[TASK STATEMENT] Collect each line of the listing that contains the word "flag".

__________

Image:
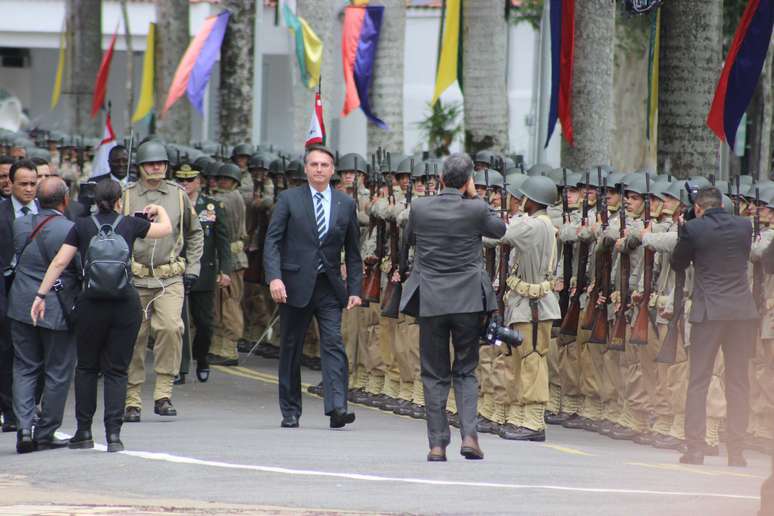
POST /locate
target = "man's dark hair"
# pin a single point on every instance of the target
(456, 170)
(22, 163)
(106, 193)
(52, 192)
(709, 197)
(117, 148)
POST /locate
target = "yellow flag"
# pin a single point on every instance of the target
(57, 91)
(145, 104)
(447, 65)
(312, 53)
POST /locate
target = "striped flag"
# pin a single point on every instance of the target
(742, 70)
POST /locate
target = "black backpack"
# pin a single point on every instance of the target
(107, 270)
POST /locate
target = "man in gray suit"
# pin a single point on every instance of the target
(50, 346)
(449, 290)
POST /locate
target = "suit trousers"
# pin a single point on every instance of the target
(438, 372)
(736, 338)
(106, 342)
(35, 350)
(294, 321)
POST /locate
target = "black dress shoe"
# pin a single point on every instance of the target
(736, 459)
(520, 433)
(695, 457)
(114, 443)
(289, 422)
(24, 442)
(51, 443)
(132, 415)
(202, 373)
(339, 418)
(164, 407)
(82, 440)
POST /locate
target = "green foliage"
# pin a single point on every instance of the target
(441, 126)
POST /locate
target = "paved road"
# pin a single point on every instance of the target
(225, 453)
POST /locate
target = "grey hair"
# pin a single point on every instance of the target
(457, 170)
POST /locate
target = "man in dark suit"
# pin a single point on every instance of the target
(723, 315)
(449, 290)
(309, 227)
(24, 177)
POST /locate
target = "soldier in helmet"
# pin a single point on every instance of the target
(240, 156)
(229, 318)
(162, 270)
(215, 265)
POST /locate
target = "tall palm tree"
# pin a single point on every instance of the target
(592, 86)
(484, 37)
(236, 73)
(172, 38)
(689, 68)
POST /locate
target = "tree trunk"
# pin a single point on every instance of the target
(592, 86)
(84, 53)
(321, 17)
(387, 86)
(690, 66)
(236, 73)
(172, 38)
(484, 58)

__________

[THE REPLY]
target = "yellow flag"
target = "striped flag"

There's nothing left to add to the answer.